[Saved entries]
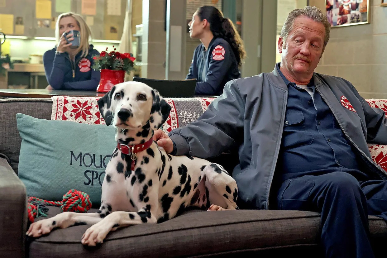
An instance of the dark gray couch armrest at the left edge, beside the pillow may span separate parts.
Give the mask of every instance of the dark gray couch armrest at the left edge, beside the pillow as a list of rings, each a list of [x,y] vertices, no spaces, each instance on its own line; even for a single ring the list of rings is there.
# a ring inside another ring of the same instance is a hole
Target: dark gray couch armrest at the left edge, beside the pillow
[[[24,257],[26,227],[26,187],[0,157],[0,257]]]

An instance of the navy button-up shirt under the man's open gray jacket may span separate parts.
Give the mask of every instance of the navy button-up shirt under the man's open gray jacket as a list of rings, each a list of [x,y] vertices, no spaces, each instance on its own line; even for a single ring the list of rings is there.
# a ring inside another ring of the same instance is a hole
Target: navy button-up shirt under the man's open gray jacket
[[[352,174],[359,181],[367,178],[360,172],[356,154],[342,132],[328,105],[312,81],[306,89],[289,82],[277,70],[288,86],[288,102],[277,163],[280,181],[305,175],[320,175],[334,171]]]

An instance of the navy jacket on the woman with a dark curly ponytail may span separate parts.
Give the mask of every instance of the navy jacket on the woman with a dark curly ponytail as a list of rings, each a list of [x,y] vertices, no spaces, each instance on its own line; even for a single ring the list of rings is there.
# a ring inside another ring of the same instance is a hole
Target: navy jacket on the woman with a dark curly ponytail
[[[238,62],[230,44],[223,38],[213,38],[207,51],[203,44],[195,48],[185,79],[198,80],[195,94],[219,96],[229,80],[240,76]]]

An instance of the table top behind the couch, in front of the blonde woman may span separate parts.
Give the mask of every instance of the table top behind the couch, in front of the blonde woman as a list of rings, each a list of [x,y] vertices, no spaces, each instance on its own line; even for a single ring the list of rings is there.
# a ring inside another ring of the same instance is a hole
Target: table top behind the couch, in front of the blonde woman
[[[72,97],[102,97],[105,93],[96,91],[66,91],[47,89],[0,89],[0,97],[43,97],[72,96]]]

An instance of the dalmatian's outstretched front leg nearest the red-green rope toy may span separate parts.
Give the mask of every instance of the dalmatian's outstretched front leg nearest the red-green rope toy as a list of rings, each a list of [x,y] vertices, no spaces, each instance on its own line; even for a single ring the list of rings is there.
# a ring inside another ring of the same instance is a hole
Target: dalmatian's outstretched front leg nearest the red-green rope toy
[[[50,233],[57,227],[65,229],[71,226],[96,224],[110,212],[111,206],[109,204],[101,205],[99,211],[93,213],[62,212],[52,218],[42,219],[32,223],[29,226],[26,235],[40,237]]]

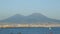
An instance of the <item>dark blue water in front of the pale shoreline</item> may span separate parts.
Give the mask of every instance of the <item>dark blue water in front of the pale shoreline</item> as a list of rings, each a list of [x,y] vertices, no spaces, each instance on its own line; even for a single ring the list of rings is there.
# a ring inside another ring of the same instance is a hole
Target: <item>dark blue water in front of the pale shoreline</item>
[[[0,28],[0,34],[60,34],[60,27],[49,28]]]

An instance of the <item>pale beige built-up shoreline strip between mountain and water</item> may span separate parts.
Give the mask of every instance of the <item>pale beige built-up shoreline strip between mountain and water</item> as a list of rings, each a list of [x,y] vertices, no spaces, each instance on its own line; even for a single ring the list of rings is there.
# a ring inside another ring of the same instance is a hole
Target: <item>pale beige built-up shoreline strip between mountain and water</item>
[[[5,24],[0,25],[0,28],[17,28],[17,27],[60,27],[60,24]]]

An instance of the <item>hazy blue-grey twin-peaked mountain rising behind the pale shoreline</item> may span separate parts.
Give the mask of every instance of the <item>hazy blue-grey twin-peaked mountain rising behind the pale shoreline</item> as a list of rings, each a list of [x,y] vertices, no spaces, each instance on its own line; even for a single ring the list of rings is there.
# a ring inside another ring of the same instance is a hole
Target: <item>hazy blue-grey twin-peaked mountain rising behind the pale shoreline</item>
[[[16,14],[8,17],[7,19],[1,20],[0,22],[7,23],[59,23],[60,20],[48,18],[40,13],[33,13],[29,16]]]

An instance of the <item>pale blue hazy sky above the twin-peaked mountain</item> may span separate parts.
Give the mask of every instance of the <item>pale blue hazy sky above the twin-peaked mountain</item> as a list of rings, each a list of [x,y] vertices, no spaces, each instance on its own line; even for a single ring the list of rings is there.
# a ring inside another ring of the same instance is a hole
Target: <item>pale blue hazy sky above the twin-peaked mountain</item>
[[[0,20],[15,14],[32,13],[60,19],[60,0],[0,0]]]

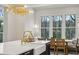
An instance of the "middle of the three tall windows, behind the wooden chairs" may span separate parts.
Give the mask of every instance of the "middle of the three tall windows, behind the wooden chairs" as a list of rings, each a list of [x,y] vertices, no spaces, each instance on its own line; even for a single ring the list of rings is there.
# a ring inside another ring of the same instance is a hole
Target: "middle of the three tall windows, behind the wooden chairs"
[[[61,38],[62,16],[53,16],[53,37]]]

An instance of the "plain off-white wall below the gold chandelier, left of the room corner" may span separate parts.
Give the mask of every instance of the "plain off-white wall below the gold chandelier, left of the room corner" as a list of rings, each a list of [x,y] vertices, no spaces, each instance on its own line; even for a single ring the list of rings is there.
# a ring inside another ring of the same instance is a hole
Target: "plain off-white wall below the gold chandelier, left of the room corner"
[[[4,42],[20,40],[23,38],[24,31],[33,31],[34,15],[24,16],[14,15],[12,12],[5,12],[4,20]]]

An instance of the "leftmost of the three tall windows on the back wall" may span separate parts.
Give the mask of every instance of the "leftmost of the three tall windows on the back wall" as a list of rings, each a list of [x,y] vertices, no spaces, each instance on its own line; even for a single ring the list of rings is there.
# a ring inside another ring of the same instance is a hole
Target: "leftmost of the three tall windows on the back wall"
[[[49,38],[49,17],[42,16],[41,17],[41,37]]]

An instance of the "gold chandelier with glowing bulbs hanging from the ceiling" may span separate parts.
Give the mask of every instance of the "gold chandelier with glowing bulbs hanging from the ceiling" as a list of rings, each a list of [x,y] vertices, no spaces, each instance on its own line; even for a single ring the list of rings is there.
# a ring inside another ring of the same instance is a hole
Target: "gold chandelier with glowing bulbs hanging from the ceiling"
[[[8,5],[7,11],[11,11],[15,15],[26,15],[29,13],[26,5]]]

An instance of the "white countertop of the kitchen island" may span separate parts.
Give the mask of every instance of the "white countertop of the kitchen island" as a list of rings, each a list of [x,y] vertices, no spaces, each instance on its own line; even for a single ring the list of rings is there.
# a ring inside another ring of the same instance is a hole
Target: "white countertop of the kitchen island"
[[[42,53],[45,51],[45,43],[49,41],[36,41],[36,42],[30,42],[26,43],[24,45],[21,45],[21,41],[12,41],[12,42],[5,42],[4,43],[4,53],[3,54],[12,54],[12,55],[17,55],[21,54],[23,52],[29,51],[31,49],[37,50],[38,48],[42,47],[42,50],[39,50],[39,53]],[[44,47],[44,48],[43,48]],[[36,51],[35,51],[36,53]],[[38,52],[36,53],[38,54]]]

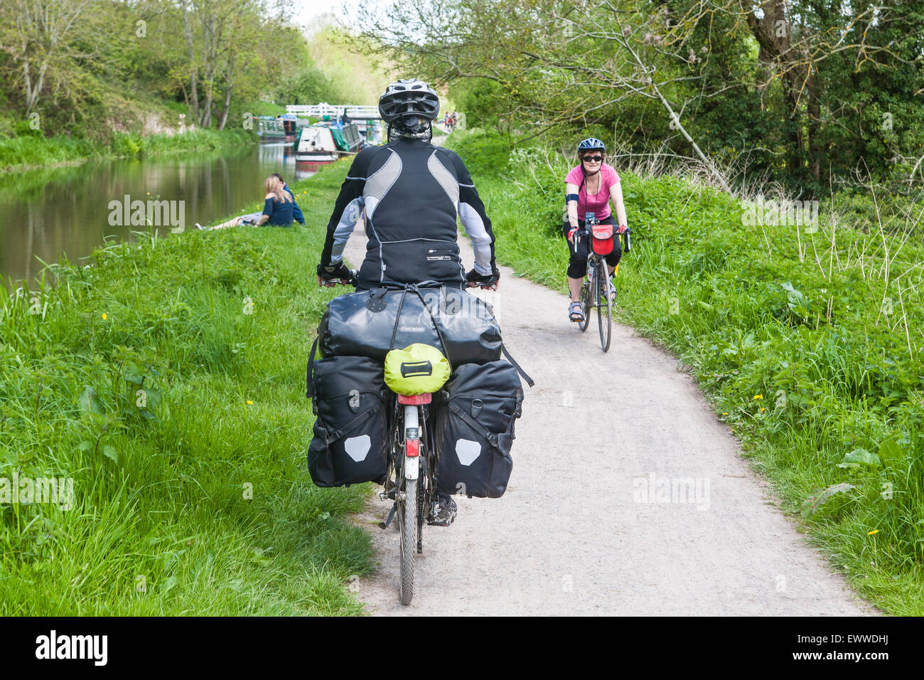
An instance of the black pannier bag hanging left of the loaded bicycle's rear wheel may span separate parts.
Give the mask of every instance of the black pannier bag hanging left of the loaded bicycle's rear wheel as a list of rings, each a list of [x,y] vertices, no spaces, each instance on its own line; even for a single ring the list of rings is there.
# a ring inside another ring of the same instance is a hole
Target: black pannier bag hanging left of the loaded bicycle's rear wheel
[[[388,467],[384,371],[365,356],[332,356],[308,365],[308,396],[317,416],[308,470],[318,487],[382,484]]]

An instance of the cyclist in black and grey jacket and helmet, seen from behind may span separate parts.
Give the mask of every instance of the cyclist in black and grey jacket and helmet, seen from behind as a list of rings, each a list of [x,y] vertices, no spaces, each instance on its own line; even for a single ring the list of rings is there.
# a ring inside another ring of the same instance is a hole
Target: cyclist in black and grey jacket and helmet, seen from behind
[[[496,286],[491,220],[456,152],[434,146],[436,93],[420,80],[397,80],[379,100],[388,143],[359,152],[327,225],[318,283],[350,278],[346,241],[365,215],[366,259],[359,290],[389,283]],[[456,215],[471,239],[475,266],[466,274],[456,242]]]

■ **Brief**: The answer must be the line containing "Target: black pannier" and every line after it through the end of the records, repeated exactly.

■ **Answer section**:
Target: black pannier bag hanging left of the loaded bicycle's rear wheel
[[[388,467],[384,371],[365,356],[332,356],[308,365],[308,396],[317,416],[308,470],[318,487],[382,484]]]

An instance of the cyclist in black and grey jacket and helmet, seen from behind may span separate parts.
Give the mask of every instance of the cyclist in black and grey jacket and helmet, seen from behind as a list of rings, each a list of [x,y] vertices, no spaces, each instance on its own line; even for a single ring the list of rings is there.
# a ring inside another ring of the same instance is a hole
Target: cyclist in black and grey jacket and helmet, seen from behind
[[[496,286],[491,220],[456,152],[434,146],[436,93],[420,80],[397,80],[379,100],[388,143],[359,152],[327,225],[318,283],[350,278],[346,241],[365,215],[366,259],[359,290],[389,283]],[[456,215],[471,239],[475,266],[466,274],[456,242]]]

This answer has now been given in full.